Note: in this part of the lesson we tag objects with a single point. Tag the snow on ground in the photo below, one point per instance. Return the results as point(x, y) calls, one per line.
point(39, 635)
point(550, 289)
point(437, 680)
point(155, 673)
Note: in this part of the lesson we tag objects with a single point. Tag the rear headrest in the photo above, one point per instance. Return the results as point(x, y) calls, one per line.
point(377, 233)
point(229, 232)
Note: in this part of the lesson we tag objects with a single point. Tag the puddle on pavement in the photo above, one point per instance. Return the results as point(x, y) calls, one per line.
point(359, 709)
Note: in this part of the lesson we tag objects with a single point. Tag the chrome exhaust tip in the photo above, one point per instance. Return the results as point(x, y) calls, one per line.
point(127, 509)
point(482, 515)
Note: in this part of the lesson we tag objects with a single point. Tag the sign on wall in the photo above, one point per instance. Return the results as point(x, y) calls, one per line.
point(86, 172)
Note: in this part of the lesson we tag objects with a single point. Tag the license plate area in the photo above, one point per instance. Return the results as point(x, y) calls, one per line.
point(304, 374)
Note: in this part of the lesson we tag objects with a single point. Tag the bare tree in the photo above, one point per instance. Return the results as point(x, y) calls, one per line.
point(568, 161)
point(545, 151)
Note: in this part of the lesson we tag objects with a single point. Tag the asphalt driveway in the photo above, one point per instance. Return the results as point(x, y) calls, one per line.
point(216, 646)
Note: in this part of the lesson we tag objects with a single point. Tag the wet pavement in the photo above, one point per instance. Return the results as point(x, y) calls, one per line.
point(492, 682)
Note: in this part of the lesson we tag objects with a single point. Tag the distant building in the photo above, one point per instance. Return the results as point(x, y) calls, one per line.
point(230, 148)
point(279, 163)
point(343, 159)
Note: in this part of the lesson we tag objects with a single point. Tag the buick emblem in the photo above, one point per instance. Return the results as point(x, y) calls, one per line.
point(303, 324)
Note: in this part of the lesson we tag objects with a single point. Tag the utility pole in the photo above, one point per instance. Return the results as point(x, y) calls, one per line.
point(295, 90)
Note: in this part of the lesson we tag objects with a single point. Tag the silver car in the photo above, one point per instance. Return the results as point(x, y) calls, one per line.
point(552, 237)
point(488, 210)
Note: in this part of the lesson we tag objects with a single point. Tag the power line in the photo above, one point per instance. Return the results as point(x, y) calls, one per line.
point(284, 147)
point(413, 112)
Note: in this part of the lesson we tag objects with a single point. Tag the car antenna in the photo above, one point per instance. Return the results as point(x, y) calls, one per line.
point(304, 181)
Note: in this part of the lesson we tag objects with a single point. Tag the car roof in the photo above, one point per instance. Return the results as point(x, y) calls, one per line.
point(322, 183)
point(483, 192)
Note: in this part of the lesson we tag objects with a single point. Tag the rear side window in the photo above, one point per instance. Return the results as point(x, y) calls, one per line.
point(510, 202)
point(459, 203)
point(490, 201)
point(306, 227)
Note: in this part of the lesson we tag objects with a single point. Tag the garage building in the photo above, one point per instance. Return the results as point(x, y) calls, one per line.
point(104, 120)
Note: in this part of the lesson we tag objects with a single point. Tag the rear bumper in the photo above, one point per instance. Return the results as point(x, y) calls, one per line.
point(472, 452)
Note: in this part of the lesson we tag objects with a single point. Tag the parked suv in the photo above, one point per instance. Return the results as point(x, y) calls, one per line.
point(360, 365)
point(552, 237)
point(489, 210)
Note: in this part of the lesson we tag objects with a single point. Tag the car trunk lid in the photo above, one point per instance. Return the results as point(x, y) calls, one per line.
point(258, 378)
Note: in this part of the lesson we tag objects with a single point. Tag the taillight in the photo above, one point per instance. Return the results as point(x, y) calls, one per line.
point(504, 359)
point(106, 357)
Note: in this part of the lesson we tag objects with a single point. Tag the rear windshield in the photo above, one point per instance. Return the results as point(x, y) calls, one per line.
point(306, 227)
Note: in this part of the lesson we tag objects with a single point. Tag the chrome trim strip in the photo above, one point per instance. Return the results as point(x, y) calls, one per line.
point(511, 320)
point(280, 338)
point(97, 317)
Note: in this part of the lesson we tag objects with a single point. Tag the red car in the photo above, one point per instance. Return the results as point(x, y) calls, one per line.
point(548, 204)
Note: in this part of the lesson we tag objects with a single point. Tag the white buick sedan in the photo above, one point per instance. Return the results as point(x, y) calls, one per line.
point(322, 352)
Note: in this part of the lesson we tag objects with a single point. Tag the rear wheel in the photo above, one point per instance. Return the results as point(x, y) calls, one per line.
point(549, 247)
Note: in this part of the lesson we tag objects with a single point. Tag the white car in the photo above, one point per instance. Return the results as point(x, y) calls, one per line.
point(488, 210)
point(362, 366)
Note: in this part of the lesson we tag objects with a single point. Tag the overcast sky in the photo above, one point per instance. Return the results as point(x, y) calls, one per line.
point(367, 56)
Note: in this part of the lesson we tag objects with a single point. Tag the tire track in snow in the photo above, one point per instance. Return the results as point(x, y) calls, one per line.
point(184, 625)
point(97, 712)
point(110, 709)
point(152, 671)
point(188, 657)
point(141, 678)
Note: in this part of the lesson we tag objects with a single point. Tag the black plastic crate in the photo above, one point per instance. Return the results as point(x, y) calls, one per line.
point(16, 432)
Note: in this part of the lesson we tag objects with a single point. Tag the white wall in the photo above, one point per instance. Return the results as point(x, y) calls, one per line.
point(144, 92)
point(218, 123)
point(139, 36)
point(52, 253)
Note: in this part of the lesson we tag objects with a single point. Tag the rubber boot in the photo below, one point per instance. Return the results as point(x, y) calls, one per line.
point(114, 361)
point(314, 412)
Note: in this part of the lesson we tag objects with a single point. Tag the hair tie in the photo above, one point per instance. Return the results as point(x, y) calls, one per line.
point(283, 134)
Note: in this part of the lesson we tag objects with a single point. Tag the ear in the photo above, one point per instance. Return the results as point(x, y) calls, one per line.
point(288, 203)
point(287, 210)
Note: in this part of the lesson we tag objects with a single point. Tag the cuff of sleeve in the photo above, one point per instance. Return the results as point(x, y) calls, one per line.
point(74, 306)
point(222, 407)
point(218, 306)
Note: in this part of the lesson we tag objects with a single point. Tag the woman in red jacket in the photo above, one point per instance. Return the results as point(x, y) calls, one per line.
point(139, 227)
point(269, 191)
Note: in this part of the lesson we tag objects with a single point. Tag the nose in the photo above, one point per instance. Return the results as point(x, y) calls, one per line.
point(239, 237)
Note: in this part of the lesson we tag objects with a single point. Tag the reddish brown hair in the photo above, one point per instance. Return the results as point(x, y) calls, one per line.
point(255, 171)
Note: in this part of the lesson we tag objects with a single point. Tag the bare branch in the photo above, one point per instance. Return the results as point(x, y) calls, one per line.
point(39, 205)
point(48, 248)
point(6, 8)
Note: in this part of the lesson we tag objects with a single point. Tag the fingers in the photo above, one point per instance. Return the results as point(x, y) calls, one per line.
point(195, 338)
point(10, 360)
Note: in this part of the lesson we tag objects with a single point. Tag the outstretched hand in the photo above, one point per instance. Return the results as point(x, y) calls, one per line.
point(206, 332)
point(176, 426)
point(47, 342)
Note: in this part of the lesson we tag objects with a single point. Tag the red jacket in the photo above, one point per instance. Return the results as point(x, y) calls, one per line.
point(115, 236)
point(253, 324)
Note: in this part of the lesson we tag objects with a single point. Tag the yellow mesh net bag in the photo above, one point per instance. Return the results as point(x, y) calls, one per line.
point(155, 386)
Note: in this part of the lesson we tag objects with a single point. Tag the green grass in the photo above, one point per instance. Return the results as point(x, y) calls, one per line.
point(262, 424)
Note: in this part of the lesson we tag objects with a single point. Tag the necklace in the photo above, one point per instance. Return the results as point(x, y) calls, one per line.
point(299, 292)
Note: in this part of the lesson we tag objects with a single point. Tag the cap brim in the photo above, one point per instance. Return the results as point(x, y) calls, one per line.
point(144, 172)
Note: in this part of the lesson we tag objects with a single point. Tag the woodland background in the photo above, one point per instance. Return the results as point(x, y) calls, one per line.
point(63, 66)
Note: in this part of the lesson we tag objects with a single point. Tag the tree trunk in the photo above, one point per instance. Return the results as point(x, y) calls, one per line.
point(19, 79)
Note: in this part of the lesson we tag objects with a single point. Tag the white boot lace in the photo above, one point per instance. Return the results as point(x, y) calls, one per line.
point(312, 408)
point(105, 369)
============================================================
What the task asks —
Copy the data above exactly as it stands, starting at the line that contains "Tag the distant" and ending at the line that contains "point(304, 181)", with both of those lines included.

Task output —
Note: in this part of the lesson we tag objects with a single point. Tag the distant building in the photo above, one point per instance. Return the results as point(x, y) calls, one per line.
point(230, 148)
point(279, 163)
point(343, 159)
Note: in this part of the lesson we tag objects with a single point. Tag the buick emblem in the photo above, one point per instance. Return the results as point(x, y) calls, one per line.
point(303, 324)
Note: in this part of the lesson we tag objects with a single point. Tag the utility pole in the photo above, one point per instance. Return the results as point(x, y) calls, one per line.
point(295, 90)
Note: in this part of the lesson we tag objects with a single point. Tag the silver car in the photo above, one point per instance. Return the results as point(x, y) calls, one per line.
point(552, 237)
point(488, 210)
Note: in this part of the lesson we tag objects with a single point. Tag the power line in the photo above, one point per instance. Return the results as point(x, y) calls, one per line.
point(284, 147)
point(413, 112)
Note: in this part of the lesson we tag objects with a single point. Tag the car antenna in the photo above, one point per instance. Return the results as point(x, y) calls, one per line.
point(304, 181)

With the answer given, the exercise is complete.